Records from a data collection
..............................
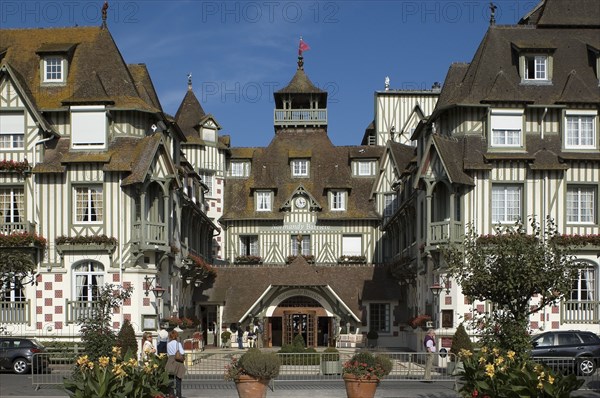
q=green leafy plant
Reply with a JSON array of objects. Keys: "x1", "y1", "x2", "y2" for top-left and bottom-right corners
[
  {"x1": 450, "y1": 323, "x2": 473, "y2": 362},
  {"x1": 342, "y1": 351, "x2": 393, "y2": 380},
  {"x1": 64, "y1": 346, "x2": 170, "y2": 398},
  {"x1": 224, "y1": 348, "x2": 281, "y2": 381},
  {"x1": 221, "y1": 331, "x2": 232, "y2": 346},
  {"x1": 457, "y1": 347, "x2": 584, "y2": 398},
  {"x1": 278, "y1": 334, "x2": 320, "y2": 365},
  {"x1": 322, "y1": 347, "x2": 340, "y2": 361},
  {"x1": 234, "y1": 255, "x2": 262, "y2": 264},
  {"x1": 115, "y1": 319, "x2": 138, "y2": 359},
  {"x1": 55, "y1": 234, "x2": 117, "y2": 246}
]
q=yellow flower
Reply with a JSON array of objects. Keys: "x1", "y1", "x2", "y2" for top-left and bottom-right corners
[
  {"x1": 112, "y1": 346, "x2": 122, "y2": 357},
  {"x1": 112, "y1": 364, "x2": 127, "y2": 378},
  {"x1": 479, "y1": 356, "x2": 486, "y2": 365},
  {"x1": 485, "y1": 363, "x2": 495, "y2": 378},
  {"x1": 127, "y1": 358, "x2": 138, "y2": 367},
  {"x1": 112, "y1": 356, "x2": 117, "y2": 364},
  {"x1": 537, "y1": 381, "x2": 544, "y2": 390},
  {"x1": 87, "y1": 361, "x2": 94, "y2": 370},
  {"x1": 507, "y1": 350, "x2": 516, "y2": 360},
  {"x1": 481, "y1": 347, "x2": 488, "y2": 354},
  {"x1": 459, "y1": 349, "x2": 472, "y2": 358},
  {"x1": 548, "y1": 375, "x2": 555, "y2": 384},
  {"x1": 158, "y1": 353, "x2": 167, "y2": 359},
  {"x1": 76, "y1": 355, "x2": 89, "y2": 367},
  {"x1": 494, "y1": 356, "x2": 504, "y2": 366},
  {"x1": 98, "y1": 356, "x2": 110, "y2": 368},
  {"x1": 492, "y1": 347, "x2": 500, "y2": 356}
]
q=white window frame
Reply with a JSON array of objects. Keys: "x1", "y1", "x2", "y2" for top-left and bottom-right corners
[
  {"x1": 571, "y1": 264, "x2": 596, "y2": 302},
  {"x1": 491, "y1": 185, "x2": 522, "y2": 224},
  {"x1": 202, "y1": 127, "x2": 216, "y2": 142},
  {"x1": 490, "y1": 110, "x2": 523, "y2": 147},
  {"x1": 198, "y1": 170, "x2": 214, "y2": 197},
  {"x1": 342, "y1": 235, "x2": 362, "y2": 256},
  {"x1": 368, "y1": 303, "x2": 391, "y2": 334},
  {"x1": 256, "y1": 191, "x2": 272, "y2": 212},
  {"x1": 0, "y1": 187, "x2": 24, "y2": 224},
  {"x1": 565, "y1": 111, "x2": 597, "y2": 149},
  {"x1": 70, "y1": 105, "x2": 107, "y2": 149},
  {"x1": 239, "y1": 235, "x2": 259, "y2": 256},
  {"x1": 291, "y1": 159, "x2": 309, "y2": 177},
  {"x1": 0, "y1": 112, "x2": 25, "y2": 150},
  {"x1": 331, "y1": 190, "x2": 346, "y2": 211},
  {"x1": 291, "y1": 235, "x2": 311, "y2": 256},
  {"x1": 74, "y1": 185, "x2": 103, "y2": 223},
  {"x1": 525, "y1": 55, "x2": 548, "y2": 81},
  {"x1": 43, "y1": 56, "x2": 66, "y2": 83},
  {"x1": 356, "y1": 160, "x2": 373, "y2": 176},
  {"x1": 384, "y1": 193, "x2": 396, "y2": 218},
  {"x1": 230, "y1": 161, "x2": 248, "y2": 177},
  {"x1": 73, "y1": 261, "x2": 104, "y2": 302},
  {"x1": 566, "y1": 186, "x2": 596, "y2": 224}
]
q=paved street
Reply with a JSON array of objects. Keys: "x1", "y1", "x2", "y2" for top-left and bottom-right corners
[{"x1": 1, "y1": 371, "x2": 599, "y2": 398}]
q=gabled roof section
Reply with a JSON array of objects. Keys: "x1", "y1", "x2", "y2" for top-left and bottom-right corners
[
  {"x1": 121, "y1": 134, "x2": 172, "y2": 186},
  {"x1": 175, "y1": 88, "x2": 206, "y2": 138},
  {"x1": 280, "y1": 185, "x2": 322, "y2": 211},
  {"x1": 276, "y1": 68, "x2": 325, "y2": 94},
  {"x1": 431, "y1": 135, "x2": 474, "y2": 186},
  {"x1": 128, "y1": 63, "x2": 162, "y2": 112},
  {"x1": 556, "y1": 70, "x2": 599, "y2": 103},
  {"x1": 399, "y1": 104, "x2": 426, "y2": 137},
  {"x1": 534, "y1": 0, "x2": 600, "y2": 27},
  {"x1": 0, "y1": 26, "x2": 161, "y2": 112},
  {"x1": 388, "y1": 141, "x2": 415, "y2": 176}
]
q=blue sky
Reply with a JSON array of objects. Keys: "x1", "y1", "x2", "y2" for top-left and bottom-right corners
[{"x1": 2, "y1": 0, "x2": 539, "y2": 147}]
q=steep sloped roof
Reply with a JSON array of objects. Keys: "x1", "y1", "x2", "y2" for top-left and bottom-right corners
[
  {"x1": 175, "y1": 89, "x2": 206, "y2": 137},
  {"x1": 275, "y1": 68, "x2": 325, "y2": 94}
]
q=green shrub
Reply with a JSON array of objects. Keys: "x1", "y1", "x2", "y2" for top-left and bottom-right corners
..............................
From the entries above, return exactly the line containing "q=gabled roof section", the line containing "q=green shrub", and all lines between, and nothing else.

q=gabled roof section
Reply with a JSON array of objects. Keys: "x1", "y1", "x2", "y2" for top-left and bottom-right corners
[
  {"x1": 121, "y1": 134, "x2": 172, "y2": 186},
  {"x1": 175, "y1": 88, "x2": 206, "y2": 138},
  {"x1": 280, "y1": 185, "x2": 322, "y2": 211},
  {"x1": 276, "y1": 68, "x2": 325, "y2": 94},
  {"x1": 431, "y1": 135, "x2": 474, "y2": 186},
  {"x1": 128, "y1": 63, "x2": 162, "y2": 112},
  {"x1": 556, "y1": 70, "x2": 599, "y2": 103},
  {"x1": 399, "y1": 104, "x2": 426, "y2": 137},
  {"x1": 534, "y1": 0, "x2": 600, "y2": 27},
  {"x1": 0, "y1": 26, "x2": 161, "y2": 112},
  {"x1": 388, "y1": 141, "x2": 415, "y2": 176}
]
q=blue sky
Reply with a JSON array of objects. Keys: "x1", "y1", "x2", "y2" for top-left and bottom-right corners
[{"x1": 2, "y1": 0, "x2": 539, "y2": 147}]
q=steep sloped roof
Reply with a JSON array of objects. Keys: "x1", "y1", "x2", "y2" for top-left and bottom-right corners
[
  {"x1": 175, "y1": 89, "x2": 206, "y2": 137},
  {"x1": 275, "y1": 68, "x2": 325, "y2": 94}
]
q=green shrub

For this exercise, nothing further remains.